# Exercise requirements
**1)** Translate this sentence from the post about a two-month-old baby into Spanish: "He teaches me the true value of patience."
**2)** Copy word for word the stretch of the post about a two-month-old baby from "Right now I live" through "I really need.".

# Selected extract
★ ★ ★ ★ ★

Hunter is 2 months old. He loves to smile, he puts up a good fight when he is mad, he is on the verge of giggling, he is challenging, frustrating, adorable, cheeky, loves to be naked, loves his nana cuddles, not a fan of being put down, likes to nurse FOREVER, loves his fuzzy blankets and many other things. This kid tests everything I have in me. We have good moments and bad moments, ones where we both cry because we are frustrated with each other and moments of pure bliss where we make each other smile. I had no idea how tough this Mom job was until it actually happened to me. I could have the worst day and then I get him naked for his favourite time of day bathtime and he smiles almost instantly, I talk to him while I bath him and he just looks at me and listens… those are the moments I cherish and make up for how tired and exhausted I feel.
I never knew how much babys could cry. How many things you have to run through till you figure out what he needs and sometimes he just cries because that’s what he is going to do. I’ve called my mom and asked her to come get him just for a few minutes before I lose my mind. It happens and that’s honest but I try my best and that’s all I can do. He teaches me the true value of patience.
Its nice to have 2 girlfriends that I hang out with and chat that have babies the same age, one being born one month before Hunter and one born a week before. We text and talk about our good and bad moments and it helps to know I’m not alone in the moments when I feel like I need someone to vent to. I’m still learning to juggle housework while having a baby but I’ll admit that the majority of the chores fall to the waste side. I usually have time for washing bottles, pumping, laundry and sometimes a shower. I ask myself what I did with all my free time before.
in most recent weeks Hunters moods have been especially bad, he is cranky for the majority of the day to the point where I wonder if he is colicky or has milk protein intolerance. When I say cranky I mean will scream for hours on end, won’t sleep longer then a half hour during the day and chokes on spit up constantly. I will get maybe a total of 3-4 hours of the day where he isn’t crying and I’m not going to lie it gets to me horribly to the point that he sleeps at night and I lay awake riddled with anxiety about the next day knowing it could be another rough day.
Right now I live for the short moments of bliss… when he is happy he is literally the happiest baby I’ve ever seen. His smile just lights up his entire face and it’s those moments that get me through… well that and my parents as well as Julie who are always offering me assistance to catch up on sleep or just have a break away, moments that right now I really need.

★ ★ ★ ★ ★

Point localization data
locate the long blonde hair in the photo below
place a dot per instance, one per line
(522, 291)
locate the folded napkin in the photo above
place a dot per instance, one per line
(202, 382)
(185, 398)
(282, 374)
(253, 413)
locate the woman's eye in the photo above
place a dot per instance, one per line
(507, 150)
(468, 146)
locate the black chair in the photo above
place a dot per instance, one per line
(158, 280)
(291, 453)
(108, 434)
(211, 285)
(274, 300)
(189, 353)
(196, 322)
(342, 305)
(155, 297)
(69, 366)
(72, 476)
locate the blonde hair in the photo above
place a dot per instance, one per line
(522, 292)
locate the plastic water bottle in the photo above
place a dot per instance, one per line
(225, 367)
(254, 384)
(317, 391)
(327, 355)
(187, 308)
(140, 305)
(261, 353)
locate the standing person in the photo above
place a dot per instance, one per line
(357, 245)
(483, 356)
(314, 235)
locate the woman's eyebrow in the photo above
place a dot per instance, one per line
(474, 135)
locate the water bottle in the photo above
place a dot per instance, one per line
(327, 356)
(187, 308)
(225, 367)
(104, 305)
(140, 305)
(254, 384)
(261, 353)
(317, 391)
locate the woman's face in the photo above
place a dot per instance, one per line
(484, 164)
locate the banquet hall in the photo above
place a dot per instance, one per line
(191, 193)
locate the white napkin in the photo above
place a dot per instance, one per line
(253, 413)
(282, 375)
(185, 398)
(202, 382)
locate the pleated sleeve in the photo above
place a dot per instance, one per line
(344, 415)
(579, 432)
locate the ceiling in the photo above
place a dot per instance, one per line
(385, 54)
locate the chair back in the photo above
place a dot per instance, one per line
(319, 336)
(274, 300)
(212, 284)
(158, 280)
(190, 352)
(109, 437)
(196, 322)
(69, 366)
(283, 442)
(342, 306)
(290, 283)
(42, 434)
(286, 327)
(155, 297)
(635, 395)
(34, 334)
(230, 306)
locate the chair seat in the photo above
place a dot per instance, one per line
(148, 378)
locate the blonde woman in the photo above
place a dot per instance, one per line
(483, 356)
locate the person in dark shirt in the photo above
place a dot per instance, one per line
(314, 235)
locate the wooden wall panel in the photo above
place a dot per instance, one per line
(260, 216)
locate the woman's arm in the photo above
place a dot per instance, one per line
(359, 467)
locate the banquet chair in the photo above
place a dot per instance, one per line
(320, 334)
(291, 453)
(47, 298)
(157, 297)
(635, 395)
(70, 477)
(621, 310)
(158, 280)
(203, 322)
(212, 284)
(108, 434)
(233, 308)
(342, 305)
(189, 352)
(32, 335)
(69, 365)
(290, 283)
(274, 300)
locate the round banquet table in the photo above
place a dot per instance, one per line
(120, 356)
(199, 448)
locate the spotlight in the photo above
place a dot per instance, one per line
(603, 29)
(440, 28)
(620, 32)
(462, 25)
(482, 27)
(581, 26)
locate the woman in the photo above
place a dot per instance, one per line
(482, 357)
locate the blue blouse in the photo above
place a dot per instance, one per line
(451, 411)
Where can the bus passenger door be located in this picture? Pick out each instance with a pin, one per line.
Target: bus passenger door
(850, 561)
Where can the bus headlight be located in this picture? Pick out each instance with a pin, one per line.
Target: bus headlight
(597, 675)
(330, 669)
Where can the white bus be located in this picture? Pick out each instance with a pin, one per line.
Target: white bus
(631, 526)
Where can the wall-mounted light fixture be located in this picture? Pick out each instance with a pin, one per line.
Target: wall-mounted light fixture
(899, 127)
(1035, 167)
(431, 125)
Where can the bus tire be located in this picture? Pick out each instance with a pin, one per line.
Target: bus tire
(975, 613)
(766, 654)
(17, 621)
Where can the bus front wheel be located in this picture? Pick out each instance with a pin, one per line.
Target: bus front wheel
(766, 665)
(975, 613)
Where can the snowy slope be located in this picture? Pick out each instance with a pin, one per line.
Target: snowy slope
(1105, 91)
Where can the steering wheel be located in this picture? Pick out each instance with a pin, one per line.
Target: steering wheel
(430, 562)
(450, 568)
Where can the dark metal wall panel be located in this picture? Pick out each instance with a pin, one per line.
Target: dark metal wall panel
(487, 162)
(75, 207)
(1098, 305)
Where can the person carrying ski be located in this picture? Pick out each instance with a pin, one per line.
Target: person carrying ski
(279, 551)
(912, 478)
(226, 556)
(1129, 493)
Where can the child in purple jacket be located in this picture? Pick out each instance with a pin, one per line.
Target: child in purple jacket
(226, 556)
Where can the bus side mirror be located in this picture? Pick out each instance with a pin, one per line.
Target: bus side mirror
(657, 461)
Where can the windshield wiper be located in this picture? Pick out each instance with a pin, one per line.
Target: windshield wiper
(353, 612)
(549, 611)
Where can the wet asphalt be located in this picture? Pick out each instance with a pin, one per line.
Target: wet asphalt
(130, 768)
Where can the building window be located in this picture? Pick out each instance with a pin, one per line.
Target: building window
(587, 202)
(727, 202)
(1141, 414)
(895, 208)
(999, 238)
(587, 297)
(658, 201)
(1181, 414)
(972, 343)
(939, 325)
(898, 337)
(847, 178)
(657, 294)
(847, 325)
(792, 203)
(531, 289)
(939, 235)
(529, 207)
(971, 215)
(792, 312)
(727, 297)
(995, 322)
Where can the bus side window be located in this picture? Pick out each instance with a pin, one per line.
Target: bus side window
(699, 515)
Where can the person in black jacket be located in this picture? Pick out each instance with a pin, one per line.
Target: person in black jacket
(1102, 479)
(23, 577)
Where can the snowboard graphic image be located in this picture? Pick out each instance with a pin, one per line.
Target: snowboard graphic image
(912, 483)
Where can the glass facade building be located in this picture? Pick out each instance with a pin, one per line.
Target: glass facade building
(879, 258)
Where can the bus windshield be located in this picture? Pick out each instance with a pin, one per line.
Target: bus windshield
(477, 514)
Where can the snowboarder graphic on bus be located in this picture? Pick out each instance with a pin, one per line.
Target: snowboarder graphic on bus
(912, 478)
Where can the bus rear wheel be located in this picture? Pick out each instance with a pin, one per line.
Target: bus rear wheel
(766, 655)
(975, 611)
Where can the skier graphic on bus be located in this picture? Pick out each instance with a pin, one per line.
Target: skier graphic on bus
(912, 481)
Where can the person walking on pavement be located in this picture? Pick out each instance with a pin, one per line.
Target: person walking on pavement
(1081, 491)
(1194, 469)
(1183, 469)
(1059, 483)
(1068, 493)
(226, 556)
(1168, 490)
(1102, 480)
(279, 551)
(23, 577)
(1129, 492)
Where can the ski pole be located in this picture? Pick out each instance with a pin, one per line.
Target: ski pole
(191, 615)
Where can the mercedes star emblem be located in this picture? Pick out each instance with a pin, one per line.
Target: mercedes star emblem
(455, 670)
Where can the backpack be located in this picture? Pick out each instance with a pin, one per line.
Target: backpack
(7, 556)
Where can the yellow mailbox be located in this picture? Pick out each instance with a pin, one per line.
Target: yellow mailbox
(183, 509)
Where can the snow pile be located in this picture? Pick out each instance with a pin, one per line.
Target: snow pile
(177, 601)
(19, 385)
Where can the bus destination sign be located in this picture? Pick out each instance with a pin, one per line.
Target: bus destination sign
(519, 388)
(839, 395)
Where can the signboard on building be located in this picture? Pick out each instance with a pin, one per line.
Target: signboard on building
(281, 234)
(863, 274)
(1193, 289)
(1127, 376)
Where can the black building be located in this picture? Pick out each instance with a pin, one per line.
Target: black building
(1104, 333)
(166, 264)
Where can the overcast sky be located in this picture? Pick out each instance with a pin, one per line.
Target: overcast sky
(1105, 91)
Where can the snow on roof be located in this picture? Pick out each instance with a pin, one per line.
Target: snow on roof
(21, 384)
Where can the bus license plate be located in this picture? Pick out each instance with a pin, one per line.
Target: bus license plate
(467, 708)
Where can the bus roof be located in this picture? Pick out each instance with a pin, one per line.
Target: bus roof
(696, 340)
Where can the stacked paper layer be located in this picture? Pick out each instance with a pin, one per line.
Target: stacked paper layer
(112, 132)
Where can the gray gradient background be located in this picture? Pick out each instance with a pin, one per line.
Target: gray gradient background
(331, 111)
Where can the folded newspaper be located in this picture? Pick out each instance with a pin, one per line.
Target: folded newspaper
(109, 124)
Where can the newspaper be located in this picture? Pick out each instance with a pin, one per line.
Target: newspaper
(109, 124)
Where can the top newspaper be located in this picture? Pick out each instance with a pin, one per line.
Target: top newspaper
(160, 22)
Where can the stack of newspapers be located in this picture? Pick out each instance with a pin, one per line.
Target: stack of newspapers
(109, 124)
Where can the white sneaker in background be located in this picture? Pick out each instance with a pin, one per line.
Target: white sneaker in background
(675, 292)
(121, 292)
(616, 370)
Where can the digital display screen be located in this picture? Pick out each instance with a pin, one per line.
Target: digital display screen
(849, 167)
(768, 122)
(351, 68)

★ ★ ★ ★ ★

# Replies
**1)** Él me enseña el verdadero valor de la paciencia.

**2)**
Right now I live for the short moments of bliss… when he is happy he is literally the happiest baby I’ve ever seen. His smile just lights up his entire face and it’s those moments that get me through… well that and my parents as well as Julie who are always offering me assistance to catch up on sleep or just have a break away, moments that right now I really need.